● Tasks:
1 - Translate this sentence from the recruitment marketing passage into Spanish: "If you’re a big, well-known company, then the volume of applicants isn't your problem."
2 - Carry on the recruitment marketing passage from its final sentence, keeping its list format and tone.

Recruitment Marketing Is About Doing Things In Order

If you’re a big, well-known company, then the volume of applicants isn't your problem.
Recruitment marketing is about doing things in the correct order:
- You need to know what makes you attractive versus your talent competitors who are all looking for the same people. Work out your distinctive positioning and ensure it’s communicated consistently at every touchpoint. Everyone’s ‘innovative’ and ‘collaborative’, etc. - yawn 🥱. (Anyone order the ‘Employer Bland’ salad?). Get specific. Show how. And if you can’t offer something distinctive (let’s face it, most can’t), then at least 𝘤𝘰𝘮𝘮𝘶𝘯𝘪𝘤𝘢𝘵𝘦 in a way that is. Oh, and if your culture is toxic, then your employer brand is a lie, so fix the former before animal rights activists protest outside your offices for testing lipstick on a pig.
- You need a great candidate experience before obsessing over applications. How’s that career site looking? And when I click "Apply", what happens? Will it inspire me to progress or make me lose my will to live? If I knock on your door, am I walking into Willy Wonker’s emporium, or will the experience be as horrific as becoming the middle-man in a human centipede? Can you see how many people come to your site, how many start their application, and how many people complete it? 10,000 visits with 2000 people clicking 'Apply' and only 10 landing in your database isn’t a problem with people 𝘸𝘢𝘯𝘵𝘪𝘯𝘨 to apply. Before erecting all your fancy content signposts, ensure your destination can welcome everyone you direct to it.

● Provided data:

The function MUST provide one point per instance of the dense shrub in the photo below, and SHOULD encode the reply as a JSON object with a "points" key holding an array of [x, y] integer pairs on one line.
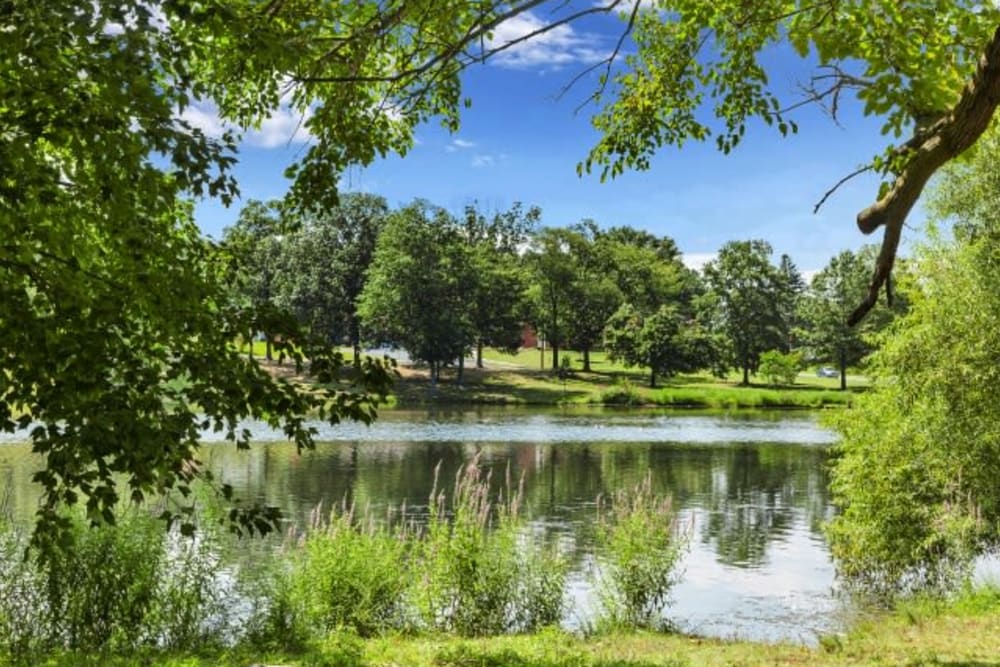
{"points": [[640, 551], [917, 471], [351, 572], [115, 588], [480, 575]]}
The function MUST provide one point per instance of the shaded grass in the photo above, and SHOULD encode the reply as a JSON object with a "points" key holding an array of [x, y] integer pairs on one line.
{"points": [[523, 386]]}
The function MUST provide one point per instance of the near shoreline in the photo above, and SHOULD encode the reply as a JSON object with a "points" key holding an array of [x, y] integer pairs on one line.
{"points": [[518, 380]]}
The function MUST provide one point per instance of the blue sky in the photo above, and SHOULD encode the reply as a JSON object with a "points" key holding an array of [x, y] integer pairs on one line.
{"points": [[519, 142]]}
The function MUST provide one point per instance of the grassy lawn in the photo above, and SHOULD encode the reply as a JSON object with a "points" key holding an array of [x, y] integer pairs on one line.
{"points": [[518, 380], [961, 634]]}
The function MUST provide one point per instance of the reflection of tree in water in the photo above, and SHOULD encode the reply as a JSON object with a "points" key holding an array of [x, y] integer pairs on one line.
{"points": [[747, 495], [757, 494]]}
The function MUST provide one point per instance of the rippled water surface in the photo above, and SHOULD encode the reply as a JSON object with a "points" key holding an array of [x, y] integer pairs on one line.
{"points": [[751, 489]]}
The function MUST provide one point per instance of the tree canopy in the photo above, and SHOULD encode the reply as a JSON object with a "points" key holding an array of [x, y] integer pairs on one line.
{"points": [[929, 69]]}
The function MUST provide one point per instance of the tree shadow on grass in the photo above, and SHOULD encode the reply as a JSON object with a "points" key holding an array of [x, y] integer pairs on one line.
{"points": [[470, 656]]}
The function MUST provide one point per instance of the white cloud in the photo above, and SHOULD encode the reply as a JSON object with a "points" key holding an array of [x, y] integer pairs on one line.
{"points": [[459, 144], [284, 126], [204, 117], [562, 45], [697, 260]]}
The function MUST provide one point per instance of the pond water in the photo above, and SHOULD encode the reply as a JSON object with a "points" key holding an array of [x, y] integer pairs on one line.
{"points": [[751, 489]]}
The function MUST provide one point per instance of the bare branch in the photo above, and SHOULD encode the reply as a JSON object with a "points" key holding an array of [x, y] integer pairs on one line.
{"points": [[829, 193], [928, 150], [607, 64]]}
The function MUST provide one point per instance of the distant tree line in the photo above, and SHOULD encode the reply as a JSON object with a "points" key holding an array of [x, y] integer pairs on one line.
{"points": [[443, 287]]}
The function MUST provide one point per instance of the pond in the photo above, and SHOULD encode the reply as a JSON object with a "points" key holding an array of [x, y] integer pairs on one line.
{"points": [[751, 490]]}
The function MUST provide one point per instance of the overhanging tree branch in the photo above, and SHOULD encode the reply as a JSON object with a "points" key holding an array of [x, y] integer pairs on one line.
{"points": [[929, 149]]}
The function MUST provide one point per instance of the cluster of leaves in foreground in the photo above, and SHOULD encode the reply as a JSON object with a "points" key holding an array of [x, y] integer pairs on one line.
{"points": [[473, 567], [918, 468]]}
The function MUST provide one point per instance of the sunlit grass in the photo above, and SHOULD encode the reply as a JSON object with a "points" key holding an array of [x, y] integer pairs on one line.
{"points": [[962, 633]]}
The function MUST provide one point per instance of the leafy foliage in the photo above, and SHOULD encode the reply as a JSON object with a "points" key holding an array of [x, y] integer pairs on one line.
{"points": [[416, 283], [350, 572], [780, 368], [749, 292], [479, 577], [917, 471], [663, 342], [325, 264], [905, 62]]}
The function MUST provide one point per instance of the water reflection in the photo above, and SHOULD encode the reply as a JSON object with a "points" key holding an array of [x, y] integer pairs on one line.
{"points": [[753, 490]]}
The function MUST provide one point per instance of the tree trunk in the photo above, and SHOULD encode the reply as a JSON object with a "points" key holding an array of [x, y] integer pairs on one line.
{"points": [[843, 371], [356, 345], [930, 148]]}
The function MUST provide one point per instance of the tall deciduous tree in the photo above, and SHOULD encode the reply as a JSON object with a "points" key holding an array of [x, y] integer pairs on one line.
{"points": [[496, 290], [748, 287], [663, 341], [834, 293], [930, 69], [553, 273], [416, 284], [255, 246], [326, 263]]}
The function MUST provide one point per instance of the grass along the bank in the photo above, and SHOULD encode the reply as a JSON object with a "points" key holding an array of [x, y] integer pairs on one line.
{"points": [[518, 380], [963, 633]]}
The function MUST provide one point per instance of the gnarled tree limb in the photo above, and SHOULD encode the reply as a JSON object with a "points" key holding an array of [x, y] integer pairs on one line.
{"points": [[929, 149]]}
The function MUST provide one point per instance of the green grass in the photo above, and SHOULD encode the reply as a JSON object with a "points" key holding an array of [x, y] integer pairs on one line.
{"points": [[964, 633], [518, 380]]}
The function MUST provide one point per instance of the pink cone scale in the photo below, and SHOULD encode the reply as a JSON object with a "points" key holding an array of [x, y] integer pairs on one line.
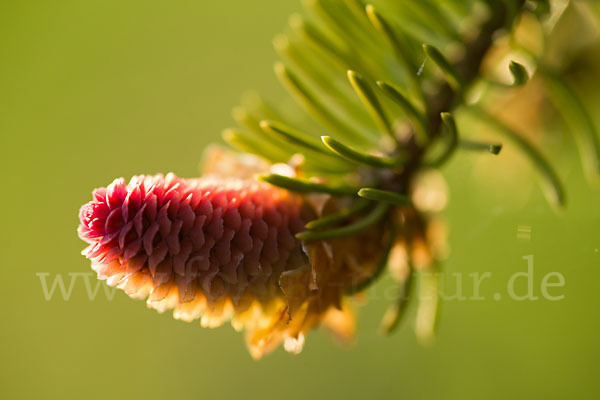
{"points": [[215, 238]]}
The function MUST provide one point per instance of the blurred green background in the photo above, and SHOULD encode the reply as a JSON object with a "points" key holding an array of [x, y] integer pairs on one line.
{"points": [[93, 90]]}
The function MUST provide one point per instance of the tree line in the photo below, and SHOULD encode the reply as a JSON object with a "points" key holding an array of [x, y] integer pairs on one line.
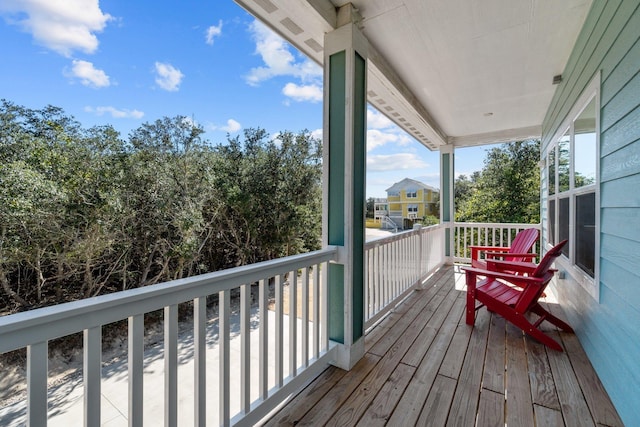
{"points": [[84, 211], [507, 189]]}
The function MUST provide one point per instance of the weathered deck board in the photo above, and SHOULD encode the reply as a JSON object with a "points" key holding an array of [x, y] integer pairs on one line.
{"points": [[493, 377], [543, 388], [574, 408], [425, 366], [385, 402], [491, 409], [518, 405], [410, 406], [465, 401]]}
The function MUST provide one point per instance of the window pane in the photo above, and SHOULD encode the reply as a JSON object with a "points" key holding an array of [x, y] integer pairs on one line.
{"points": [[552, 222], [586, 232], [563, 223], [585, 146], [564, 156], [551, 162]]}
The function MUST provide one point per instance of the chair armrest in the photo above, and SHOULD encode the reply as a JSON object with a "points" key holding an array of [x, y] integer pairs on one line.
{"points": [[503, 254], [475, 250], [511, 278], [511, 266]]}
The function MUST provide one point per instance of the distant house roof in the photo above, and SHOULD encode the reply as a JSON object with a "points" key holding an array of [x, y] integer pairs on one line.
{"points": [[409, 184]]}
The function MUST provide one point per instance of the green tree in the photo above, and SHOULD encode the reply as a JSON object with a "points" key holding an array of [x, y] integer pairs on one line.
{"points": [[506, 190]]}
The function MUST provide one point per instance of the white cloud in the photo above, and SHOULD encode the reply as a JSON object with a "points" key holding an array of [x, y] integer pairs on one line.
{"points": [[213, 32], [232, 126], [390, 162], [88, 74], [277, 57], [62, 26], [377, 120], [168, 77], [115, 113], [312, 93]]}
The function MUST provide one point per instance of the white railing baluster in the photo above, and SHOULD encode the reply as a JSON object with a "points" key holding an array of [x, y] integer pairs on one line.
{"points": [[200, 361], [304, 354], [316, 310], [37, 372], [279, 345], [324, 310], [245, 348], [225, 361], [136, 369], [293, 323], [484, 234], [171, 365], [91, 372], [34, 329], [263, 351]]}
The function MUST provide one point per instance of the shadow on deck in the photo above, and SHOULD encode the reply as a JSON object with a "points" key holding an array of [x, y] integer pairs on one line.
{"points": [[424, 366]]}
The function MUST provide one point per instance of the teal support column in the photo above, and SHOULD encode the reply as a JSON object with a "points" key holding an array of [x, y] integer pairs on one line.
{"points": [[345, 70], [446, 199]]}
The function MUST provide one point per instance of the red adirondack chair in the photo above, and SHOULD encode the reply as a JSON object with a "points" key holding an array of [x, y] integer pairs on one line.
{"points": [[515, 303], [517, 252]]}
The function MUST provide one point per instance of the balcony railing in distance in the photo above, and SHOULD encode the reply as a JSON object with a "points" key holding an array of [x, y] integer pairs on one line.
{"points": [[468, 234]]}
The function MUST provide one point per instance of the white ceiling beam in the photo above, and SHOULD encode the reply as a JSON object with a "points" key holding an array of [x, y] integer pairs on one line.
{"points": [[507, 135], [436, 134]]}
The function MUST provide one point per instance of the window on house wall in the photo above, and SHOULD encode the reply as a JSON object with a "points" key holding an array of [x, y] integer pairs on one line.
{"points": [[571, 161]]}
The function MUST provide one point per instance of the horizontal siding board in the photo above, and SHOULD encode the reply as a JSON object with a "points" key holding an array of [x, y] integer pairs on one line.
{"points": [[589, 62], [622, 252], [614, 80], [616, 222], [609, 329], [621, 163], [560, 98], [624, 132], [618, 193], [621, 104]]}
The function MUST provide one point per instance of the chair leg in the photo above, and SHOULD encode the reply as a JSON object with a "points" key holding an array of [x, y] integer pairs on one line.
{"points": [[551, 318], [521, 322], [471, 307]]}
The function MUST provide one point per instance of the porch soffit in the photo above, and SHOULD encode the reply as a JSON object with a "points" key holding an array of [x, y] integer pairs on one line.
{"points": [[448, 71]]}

...

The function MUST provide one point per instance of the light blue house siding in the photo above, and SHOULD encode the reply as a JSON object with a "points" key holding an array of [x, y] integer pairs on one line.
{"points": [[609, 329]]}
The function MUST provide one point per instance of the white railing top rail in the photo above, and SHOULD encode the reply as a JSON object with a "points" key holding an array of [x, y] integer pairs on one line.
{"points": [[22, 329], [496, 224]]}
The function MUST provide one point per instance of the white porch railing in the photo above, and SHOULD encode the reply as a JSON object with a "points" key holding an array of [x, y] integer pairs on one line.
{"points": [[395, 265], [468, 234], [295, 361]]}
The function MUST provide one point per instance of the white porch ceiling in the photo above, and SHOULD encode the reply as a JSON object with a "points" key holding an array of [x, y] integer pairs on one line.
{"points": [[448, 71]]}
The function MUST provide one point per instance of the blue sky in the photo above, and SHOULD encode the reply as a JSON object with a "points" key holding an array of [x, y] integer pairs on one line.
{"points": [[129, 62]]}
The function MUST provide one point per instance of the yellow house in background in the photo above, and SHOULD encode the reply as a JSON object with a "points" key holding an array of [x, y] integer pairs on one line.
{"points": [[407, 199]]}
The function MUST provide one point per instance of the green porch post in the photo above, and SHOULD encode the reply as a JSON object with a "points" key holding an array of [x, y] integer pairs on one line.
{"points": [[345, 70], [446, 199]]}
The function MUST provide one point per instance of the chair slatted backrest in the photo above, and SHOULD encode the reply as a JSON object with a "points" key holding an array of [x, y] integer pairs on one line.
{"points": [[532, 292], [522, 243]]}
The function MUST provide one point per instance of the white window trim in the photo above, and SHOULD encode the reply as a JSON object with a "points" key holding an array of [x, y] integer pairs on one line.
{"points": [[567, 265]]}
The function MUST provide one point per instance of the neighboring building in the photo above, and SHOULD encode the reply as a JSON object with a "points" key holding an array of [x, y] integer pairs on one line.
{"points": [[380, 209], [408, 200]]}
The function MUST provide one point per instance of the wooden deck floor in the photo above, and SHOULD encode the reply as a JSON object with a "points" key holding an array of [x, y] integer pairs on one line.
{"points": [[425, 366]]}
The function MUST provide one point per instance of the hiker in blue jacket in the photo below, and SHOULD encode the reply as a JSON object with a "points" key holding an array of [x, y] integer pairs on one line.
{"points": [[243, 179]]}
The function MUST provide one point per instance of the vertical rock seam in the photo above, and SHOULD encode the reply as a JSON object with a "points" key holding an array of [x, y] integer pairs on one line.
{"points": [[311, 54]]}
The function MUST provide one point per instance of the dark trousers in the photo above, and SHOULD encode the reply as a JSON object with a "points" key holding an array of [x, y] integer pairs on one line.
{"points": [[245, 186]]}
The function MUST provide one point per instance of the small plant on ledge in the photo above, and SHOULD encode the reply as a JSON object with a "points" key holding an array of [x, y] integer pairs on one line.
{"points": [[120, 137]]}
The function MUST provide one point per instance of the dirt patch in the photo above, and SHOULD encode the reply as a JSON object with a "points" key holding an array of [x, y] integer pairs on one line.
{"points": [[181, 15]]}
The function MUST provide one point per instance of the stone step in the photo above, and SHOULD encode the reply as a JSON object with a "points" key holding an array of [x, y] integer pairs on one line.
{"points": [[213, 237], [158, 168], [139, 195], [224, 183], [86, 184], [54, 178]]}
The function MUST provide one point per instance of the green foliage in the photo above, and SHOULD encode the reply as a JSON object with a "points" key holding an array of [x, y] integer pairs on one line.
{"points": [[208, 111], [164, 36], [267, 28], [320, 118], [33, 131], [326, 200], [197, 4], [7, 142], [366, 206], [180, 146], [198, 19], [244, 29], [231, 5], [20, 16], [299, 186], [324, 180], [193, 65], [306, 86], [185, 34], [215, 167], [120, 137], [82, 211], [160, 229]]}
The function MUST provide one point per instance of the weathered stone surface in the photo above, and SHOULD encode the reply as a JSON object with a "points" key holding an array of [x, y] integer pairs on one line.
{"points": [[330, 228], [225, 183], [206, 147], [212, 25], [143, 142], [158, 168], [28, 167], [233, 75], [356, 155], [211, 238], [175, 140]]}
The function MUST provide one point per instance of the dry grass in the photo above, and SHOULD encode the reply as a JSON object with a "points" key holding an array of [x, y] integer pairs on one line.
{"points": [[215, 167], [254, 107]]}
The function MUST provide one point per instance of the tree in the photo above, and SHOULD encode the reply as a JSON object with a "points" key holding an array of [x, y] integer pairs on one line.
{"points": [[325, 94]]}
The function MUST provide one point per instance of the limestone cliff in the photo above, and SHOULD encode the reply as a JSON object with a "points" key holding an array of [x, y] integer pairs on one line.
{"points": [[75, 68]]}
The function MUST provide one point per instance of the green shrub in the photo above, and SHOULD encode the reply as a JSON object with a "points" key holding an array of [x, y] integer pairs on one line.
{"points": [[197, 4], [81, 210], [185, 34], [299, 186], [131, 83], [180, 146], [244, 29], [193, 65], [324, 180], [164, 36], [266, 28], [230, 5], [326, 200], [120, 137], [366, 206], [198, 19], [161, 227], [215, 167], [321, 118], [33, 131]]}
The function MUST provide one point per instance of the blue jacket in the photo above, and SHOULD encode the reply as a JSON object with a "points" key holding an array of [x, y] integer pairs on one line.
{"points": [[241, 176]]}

● Solved problems:
1 - Si eres una empresa grande y conocida, entonces el volumen de candidatos no es tu problema.

2 -
- You need an effective recruitment function before scaling leads. Great, you’ve ramped up applications by 10x. Yay! But you’re not geared up to process them. Bugger! So, you know that employer brand you created? Yeah, well, you can kiss the positivity towards that goodbye because you’ve annoyed 10x the number of people with a crappy experience, where they haven’t heard from you in yonks as their CV rots in your ATS graveyard.
The ugly truth is that most companies struggle to do step 1. Step 2 is often a train wreck, and sadly, with the recent levels of redundancies in recruitment, step 3 ain’t looking too purdy either.
So the next time someone says they need 10x more applications (usually with minus 10x the budget), try advising them to redirect that money into fixing the root causes of their problems.
SIDE NOTE: This is why the best, strategic employer branders know that branding and marketing aren’t just about taglines and pretty pictures on career sites and social media. They're about fully understanding and connecting the dots between your organisation's culture, EVP, brand, and communication. And then involving themselves across the business to hold people’s toes to the fire to ensure the walk is talked at every touchpoint across your people experience.